Serum cortisol and glucose levels are the physiological responses most used as stress indicators in fish (Martínez-Porchas et al., 2009; Ellis et al., 2012) during the stress. These are in agreement with the findings obtained in this study, which indicated that all kinds of stress caused increased cortisol and glucose levels, especially after suffering stress directly. The elevation of cortisol stimulates gluconeogenesis and glycogenolysis pathways (Iwama et al., 1999), which caused the augmentation of glucose to cope with the energy demand produced by the stress. Similar results on cortisol and glucose confirmed previous results on juvenile tambaqui (Gomes et al., 2003), juvenile matrinxa (de Abreu et al., 2008), common carp (Dobšikova et al., 2009), zebrafish (Dhanasiri et al., 2013a,b), and Labeo rohita (Pakhira et al., 2015) subjected to stress. But in the current study, there also seemed to be similar trends between the corticosterone levels and glucose levels, such as in the ammonia nitrogen, high temperature and Aeromonas hydrophila stress. As to why corticosterone and cortisol levels did not correspond to changes in glucose, could it be because the glucocorticoids act synergistically with epinephrine or glucagon in enhancing and prolonging the increase in glucose? Over time, glucocorticoids inhibit insulin secretion. This fundamental antagonism to insulin is believed to be the metabolic role of glucocorticoids in stress (Munck et al., 1984). Hyperglycemia, attributable partly to suppressing insulin release by corticosterone, has been shown to occur in vitro (Barseghian and Levine, 1980). This explanation also considers our previous finding that corticosterone and cortisol levels did not correspond to changes in glucose.

- **GIVEN DATA**:

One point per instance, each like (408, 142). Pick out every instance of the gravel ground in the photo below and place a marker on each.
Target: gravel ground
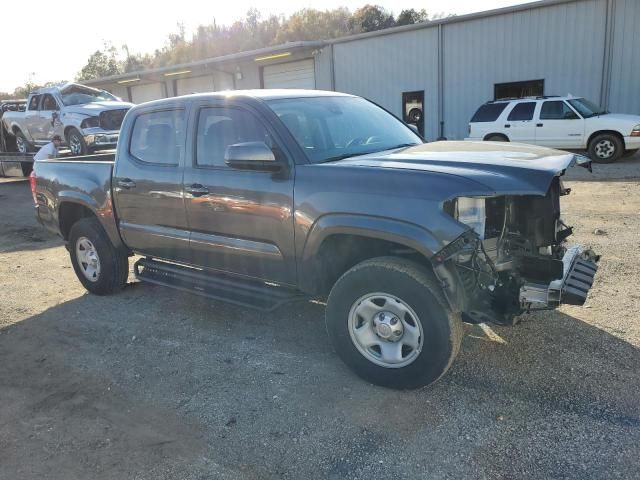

- **WHAT IS BEING ASKED**:
Can you rewrite the paragraph beginning "Serum cortisol and glucose levels" in the passage on fish stress indicators as a short list that keeps its main facts? Nothing in the listing is needed for this work.

- **YOUR RESPONSE**:
- Serum cortisol and glucose are the physiological responses most used as stress indicators in fish.
- In this study, all kinds of stress raised cortisol and glucose levels, especially after stress was suffered directly.
- Raised cortisol stimulates gluconeogenesis and glycogenolysis, increasing glucose to meet the energy demand of stress.
- Similar cortisol and glucose results were reported for juvenile tambaqui, juvenile matrinxa, common carp, zebrafish and Labeo rohita under stress.
- Corticosterone and glucose also seemed to follow similar trends under ammonia nitrogen, high temperature and Aeromonas hydrophila stress.
- The paragraph asks whether the mismatch between corticosteroid levels and glucose changes could come from glucocorticoids acting synergistically with epinephrine or glucagon to enhance and prolong the glucose increase.
- Over time, glucocorticoids inhibit insulin secretion. This antagonism to insulin is believed to be their metabolic role in stress.
- Hyperglycemia partly due to corticosterone suppressing insulin release has been shown in vitro.